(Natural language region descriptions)
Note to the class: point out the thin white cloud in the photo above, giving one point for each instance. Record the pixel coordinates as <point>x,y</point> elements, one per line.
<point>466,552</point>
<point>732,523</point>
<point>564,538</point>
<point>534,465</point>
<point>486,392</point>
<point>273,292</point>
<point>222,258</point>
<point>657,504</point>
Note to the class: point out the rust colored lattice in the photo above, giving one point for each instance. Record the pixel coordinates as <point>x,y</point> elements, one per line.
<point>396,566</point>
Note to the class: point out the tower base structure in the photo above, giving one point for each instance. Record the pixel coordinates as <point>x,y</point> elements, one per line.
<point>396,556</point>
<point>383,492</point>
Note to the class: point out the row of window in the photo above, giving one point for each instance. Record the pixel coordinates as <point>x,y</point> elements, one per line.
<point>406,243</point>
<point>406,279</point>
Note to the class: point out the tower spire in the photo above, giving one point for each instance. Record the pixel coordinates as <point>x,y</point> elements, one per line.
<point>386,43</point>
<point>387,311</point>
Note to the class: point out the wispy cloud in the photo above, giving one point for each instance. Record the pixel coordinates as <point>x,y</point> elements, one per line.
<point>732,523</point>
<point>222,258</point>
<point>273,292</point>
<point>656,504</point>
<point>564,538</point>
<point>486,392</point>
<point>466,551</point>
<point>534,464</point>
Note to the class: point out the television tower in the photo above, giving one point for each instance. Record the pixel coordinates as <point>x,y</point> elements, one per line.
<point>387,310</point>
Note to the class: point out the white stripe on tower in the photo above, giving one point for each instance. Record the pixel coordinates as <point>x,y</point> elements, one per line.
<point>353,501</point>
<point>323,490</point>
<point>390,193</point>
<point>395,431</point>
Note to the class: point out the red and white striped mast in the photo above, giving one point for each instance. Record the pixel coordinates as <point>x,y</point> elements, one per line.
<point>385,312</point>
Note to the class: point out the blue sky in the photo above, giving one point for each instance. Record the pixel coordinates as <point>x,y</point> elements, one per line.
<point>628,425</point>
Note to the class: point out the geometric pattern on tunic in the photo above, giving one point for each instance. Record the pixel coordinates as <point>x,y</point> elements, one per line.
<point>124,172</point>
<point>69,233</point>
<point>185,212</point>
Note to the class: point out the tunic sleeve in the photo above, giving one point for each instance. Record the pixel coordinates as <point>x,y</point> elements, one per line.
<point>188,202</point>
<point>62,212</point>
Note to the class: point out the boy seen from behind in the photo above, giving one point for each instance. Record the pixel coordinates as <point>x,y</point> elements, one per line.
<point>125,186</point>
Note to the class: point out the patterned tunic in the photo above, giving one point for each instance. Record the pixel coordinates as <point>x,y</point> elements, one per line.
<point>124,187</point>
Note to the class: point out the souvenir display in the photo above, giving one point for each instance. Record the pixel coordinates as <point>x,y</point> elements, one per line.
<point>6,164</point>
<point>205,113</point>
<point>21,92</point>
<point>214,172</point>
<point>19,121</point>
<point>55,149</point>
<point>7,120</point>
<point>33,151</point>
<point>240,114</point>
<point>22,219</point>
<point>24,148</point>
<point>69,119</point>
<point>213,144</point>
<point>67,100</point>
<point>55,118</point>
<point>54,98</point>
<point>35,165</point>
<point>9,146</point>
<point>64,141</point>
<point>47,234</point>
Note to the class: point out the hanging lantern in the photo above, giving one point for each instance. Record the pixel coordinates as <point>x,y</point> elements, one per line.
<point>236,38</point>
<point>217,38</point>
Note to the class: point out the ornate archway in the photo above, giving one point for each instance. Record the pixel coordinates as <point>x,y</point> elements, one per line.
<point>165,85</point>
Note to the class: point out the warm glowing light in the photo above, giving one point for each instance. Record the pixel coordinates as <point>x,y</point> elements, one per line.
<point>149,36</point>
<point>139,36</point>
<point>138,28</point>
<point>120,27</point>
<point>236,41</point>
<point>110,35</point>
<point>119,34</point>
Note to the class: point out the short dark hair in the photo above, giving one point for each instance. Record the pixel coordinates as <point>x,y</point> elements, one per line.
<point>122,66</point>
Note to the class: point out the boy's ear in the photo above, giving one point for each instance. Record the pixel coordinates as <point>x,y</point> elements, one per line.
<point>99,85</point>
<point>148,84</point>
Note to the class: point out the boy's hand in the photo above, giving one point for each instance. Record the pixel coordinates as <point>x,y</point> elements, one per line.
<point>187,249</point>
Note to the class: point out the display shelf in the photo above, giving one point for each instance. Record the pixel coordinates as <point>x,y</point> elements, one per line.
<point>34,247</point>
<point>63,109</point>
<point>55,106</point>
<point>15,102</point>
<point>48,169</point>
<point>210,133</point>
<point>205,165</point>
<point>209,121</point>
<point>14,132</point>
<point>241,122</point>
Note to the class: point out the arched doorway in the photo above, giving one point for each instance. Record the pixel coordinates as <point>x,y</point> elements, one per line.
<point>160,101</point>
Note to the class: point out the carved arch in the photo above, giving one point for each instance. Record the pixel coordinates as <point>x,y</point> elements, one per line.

DIRECTIONS:
The data above is to be restated line for line, word for word.

RESPONSE TO THIS EXERCISE:
Note to the class: point out the thin white cloud in the photo above, giving one point for each instance. Record the pixel coordinates as <point>x,y</point> elements, one per line.
<point>466,552</point>
<point>732,523</point>
<point>564,538</point>
<point>534,465</point>
<point>486,392</point>
<point>273,292</point>
<point>222,258</point>
<point>657,504</point>
Note to the class: point out the rust colored lattice in the photo above, giving one point for each instance. Record the pixel coordinates as <point>x,y</point> elements, one per line.
<point>396,566</point>
Note to the class: point out the tower base structure in the photo above, giving one point for each instance. Record the pixel coordinates as <point>x,y</point> elements, one per line.
<point>396,556</point>
<point>383,492</point>
Note to the class: point out the row of window in the photo above, giving one point for each instance. Record the pixel coordinates as <point>x,y</point> elements, one per line.
<point>406,243</point>
<point>406,279</point>
Note to the class: point out the tower spire in the photo above, giving one point for each instance. Record the pixel coordinates as <point>x,y</point> elements, one per line.
<point>386,43</point>
<point>387,311</point>
Note to the class: point out the wispy cloud in the photo above, giving one point for each instance. Record the pixel coordinates as <point>x,y</point> elements, one per line.
<point>732,523</point>
<point>222,258</point>
<point>273,292</point>
<point>656,504</point>
<point>564,538</point>
<point>486,392</point>
<point>466,551</point>
<point>534,464</point>
Note to the class: point out the television tower in the photo above, giving one point for each instance. Record the pixel coordinates as <point>x,y</point> elements, one per line.
<point>387,310</point>
Note to the class: point out the white stripe on tower in the photo above, giving one point for each instance. Record the pixel coordinates as <point>x,y</point> elements, one per line.
<point>353,501</point>
<point>323,490</point>
<point>390,193</point>
<point>395,431</point>
Note to the class: point out the red and white striped mast in the photo above, giving one point for each instance. Record the pixel coordinates as <point>x,y</point> elements, one per line.
<point>385,312</point>
Note to the class: point out the blue sky in the photo above, giving one point for each instance. Record the pixel coordinates as <point>x,y</point> elements, one per line.
<point>628,425</point>
Note to the class: point out the geometric pattern on tunic in the photo above, giving one point for each instance. Record the pixel coordinates as <point>x,y</point> elements, one per line.
<point>124,172</point>
<point>69,233</point>
<point>185,212</point>
Note to the class: point out the tunic sleeve in the photo above, giving one point for each instance. Record the pixel coordinates as <point>x,y</point> elements, one per line.
<point>188,202</point>
<point>62,212</point>
Note to the class: point out the boy seen from behind in the photo above, giving one point for each instance. Record the pixel coordinates as <point>x,y</point> elements, one per line.
<point>125,186</point>
Note to the class: point out the patterned tunic in the photo above, giving one point for each instance. Record the pixel coordinates as <point>x,y</point> elements, one per line.
<point>124,187</point>
Note to the class: point out the souvenir display in the photo above, giving one point for each instance. Record the pixel coordinates as <point>x,y</point> elements, one per line.
<point>6,164</point>
<point>205,113</point>
<point>21,92</point>
<point>214,172</point>
<point>19,121</point>
<point>55,149</point>
<point>7,120</point>
<point>33,151</point>
<point>240,114</point>
<point>22,219</point>
<point>24,148</point>
<point>69,119</point>
<point>213,144</point>
<point>67,100</point>
<point>55,118</point>
<point>54,98</point>
<point>35,165</point>
<point>9,146</point>
<point>64,141</point>
<point>47,234</point>
Note to the class: point out the hanging lantern in the photo above, giving one point for each instance. Record the pixel coordinates as <point>x,y</point> elements, one per line.
<point>236,38</point>
<point>217,38</point>
Note to the class: point out the ornate archway in the photo above, giving one point for each instance. Record the pixel coordinates as <point>x,y</point> elements, one per line.
<point>165,85</point>
Note to the class: point out the warm glowing light in the photo above, giving one point for each instance. Record the pixel coordinates as <point>x,y</point> elements, one per line.
<point>149,36</point>
<point>139,36</point>
<point>138,28</point>
<point>120,27</point>
<point>236,41</point>
<point>110,35</point>
<point>119,34</point>
Note to the class: point out the short dark hair in the photo above, giving one point for each instance. Record the pixel coordinates as <point>x,y</point> elements, one per line.
<point>122,66</point>
Note to the class: point out the boy's ear in the photo above, giving one point for each instance. Record the pixel coordinates as <point>x,y</point> elements, one per line.
<point>99,85</point>
<point>148,84</point>
Note to the class: point out the boy's hand in the photo above, giving one point for each instance. Record the pixel coordinates as <point>x,y</point> elements, one per line.
<point>187,249</point>
Note to the class: point out the display shelf in the photo above, giving one point for each instance. Record the pixel coordinates as <point>x,y</point> elements, one per line.
<point>34,247</point>
<point>63,109</point>
<point>55,106</point>
<point>15,102</point>
<point>48,169</point>
<point>210,133</point>
<point>205,165</point>
<point>209,121</point>
<point>14,132</point>
<point>241,122</point>
Note to the class: point out the arched doorway in the photo above, giving one point for each instance. Record the pixel coordinates as <point>x,y</point> elements, one per line.
<point>160,101</point>
Note to the class: point out the carved arch in the photo above, giving one point for each instance. Record the pixel coordinates as <point>x,y</point> elements, one per line.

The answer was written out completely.